- **Problem requirements**
Rewrite the lines from the line with "of the second" to the line with "[[634, 127], [111, 91]]", changing "wheelhouse" to "pilothouse" and leaving everything else the same. Give back only those lines.

(Named-object pointing lines)
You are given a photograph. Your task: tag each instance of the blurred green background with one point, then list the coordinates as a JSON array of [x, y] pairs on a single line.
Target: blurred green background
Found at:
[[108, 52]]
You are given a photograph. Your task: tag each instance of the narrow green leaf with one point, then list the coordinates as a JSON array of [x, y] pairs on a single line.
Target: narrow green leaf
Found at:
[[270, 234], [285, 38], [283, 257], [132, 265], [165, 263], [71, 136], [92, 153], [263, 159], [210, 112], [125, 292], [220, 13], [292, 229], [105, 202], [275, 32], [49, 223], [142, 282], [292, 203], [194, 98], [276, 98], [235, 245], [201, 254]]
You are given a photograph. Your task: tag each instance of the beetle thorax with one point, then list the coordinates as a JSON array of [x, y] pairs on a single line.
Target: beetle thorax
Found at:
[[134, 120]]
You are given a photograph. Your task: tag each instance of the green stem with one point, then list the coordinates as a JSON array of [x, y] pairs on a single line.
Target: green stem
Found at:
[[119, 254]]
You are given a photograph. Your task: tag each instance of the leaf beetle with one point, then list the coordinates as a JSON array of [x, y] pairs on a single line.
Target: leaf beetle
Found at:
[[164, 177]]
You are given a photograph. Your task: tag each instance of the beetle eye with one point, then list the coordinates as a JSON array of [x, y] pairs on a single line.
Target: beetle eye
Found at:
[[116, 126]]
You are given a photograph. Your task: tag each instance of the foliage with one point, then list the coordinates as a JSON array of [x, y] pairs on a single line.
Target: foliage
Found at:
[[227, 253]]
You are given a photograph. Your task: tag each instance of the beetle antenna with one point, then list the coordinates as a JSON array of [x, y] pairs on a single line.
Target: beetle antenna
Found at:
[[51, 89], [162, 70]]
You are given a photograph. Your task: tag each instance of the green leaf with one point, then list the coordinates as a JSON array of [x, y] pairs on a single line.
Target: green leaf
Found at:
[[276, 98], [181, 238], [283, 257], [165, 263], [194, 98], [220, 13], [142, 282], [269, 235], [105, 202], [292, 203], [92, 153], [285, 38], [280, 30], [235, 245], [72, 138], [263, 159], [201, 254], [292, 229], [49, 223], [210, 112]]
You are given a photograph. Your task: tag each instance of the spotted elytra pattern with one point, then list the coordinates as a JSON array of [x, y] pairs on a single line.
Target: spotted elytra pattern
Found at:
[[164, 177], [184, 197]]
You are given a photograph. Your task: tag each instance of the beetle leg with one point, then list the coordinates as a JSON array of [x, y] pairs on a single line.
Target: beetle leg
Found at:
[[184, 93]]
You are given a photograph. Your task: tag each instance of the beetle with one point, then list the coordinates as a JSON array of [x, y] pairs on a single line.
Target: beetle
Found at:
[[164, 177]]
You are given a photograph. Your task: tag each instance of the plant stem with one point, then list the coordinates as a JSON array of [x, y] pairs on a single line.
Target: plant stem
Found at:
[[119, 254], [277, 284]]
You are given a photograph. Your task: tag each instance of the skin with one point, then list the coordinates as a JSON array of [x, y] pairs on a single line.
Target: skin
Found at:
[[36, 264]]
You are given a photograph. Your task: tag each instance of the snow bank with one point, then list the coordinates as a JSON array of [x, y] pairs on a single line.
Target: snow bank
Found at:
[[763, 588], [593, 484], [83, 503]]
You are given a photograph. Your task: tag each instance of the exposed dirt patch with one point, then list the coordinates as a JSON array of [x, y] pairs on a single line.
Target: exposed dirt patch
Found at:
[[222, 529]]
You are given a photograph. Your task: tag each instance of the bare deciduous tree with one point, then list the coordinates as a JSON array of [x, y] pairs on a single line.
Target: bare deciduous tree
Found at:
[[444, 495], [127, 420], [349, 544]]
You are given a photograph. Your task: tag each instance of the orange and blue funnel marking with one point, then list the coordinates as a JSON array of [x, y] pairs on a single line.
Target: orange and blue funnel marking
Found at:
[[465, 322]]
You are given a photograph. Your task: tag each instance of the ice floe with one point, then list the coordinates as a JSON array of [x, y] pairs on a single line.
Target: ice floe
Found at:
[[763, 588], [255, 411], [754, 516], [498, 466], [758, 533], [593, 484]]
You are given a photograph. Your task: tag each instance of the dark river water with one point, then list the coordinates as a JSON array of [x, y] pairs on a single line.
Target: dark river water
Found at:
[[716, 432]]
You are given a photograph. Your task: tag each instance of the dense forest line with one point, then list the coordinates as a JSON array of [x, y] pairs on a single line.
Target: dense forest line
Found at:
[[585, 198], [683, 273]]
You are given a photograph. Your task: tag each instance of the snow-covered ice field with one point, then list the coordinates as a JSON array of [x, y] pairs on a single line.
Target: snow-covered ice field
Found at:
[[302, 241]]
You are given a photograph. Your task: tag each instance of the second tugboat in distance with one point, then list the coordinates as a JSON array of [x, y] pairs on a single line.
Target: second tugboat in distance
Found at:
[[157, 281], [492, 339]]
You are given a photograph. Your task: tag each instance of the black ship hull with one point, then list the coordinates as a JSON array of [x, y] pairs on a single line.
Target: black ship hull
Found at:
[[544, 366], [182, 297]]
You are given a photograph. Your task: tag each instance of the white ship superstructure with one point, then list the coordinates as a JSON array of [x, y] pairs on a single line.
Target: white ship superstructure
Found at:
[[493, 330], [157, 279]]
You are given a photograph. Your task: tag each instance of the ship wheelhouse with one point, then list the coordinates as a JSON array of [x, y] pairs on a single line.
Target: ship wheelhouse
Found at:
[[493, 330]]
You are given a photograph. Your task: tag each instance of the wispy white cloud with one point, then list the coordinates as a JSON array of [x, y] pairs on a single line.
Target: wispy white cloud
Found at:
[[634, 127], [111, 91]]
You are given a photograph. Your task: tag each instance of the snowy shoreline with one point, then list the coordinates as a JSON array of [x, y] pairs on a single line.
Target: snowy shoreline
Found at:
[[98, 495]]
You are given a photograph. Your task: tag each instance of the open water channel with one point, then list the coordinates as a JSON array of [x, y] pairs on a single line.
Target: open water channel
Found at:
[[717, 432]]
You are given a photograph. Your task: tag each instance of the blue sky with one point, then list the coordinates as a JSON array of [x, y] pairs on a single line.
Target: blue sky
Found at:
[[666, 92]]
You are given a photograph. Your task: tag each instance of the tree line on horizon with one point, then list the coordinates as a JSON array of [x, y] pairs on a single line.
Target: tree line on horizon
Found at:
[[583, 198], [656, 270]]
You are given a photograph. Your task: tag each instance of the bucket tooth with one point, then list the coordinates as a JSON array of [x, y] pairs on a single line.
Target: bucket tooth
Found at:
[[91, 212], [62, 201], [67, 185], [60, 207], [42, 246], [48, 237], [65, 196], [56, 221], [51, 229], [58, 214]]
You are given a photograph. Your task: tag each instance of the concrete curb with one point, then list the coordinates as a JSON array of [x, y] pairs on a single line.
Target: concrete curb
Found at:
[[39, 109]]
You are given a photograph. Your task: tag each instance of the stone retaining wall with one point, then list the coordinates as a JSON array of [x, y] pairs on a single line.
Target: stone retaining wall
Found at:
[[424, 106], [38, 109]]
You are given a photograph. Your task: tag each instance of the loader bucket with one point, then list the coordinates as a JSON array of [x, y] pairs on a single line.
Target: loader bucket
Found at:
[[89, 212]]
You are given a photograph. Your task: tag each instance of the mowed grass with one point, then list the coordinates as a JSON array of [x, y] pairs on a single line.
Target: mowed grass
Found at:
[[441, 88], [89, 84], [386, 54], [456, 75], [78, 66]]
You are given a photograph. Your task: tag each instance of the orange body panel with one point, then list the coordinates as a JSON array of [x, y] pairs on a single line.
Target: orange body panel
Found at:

- **Expected output**
You are given a photograph. Your task: tag each instance of the second tugboat in distance with one point, then list the coordinates as a JSON array of [x, y] pairs on a single line.
Target: second tugboat in distance
Found at:
[[157, 281], [492, 339]]
You are given a photograph. Your task: tag each instance of the black ship hull with one point, then list the coordinates as a JSON array of [x, y] pairs on a single line.
Target: black ship hull
Found at:
[[544, 366], [182, 297]]
You are given a photograph. Your task: tag each instance of the white ship superstructure with one point, then list the coordinates as a JSON array of [x, y] pairs on a single line.
Target: white ship superstructure
Found at:
[[493, 330], [157, 279]]
You are given a photograph. Your task: tag each instance of the ship pilothouse with one point, then list the coordinates as a JSON array of [x, y] pairs on a single line.
Target: ship pilothouse
Found at:
[[493, 330]]
You are given a photograph. Your task: tag each instance of the wispy white cloud with one point, then list the coordinates as a JSON array of [x, y] pairs on a single line.
Target: wispy white cloud
Found at:
[[634, 127], [111, 91]]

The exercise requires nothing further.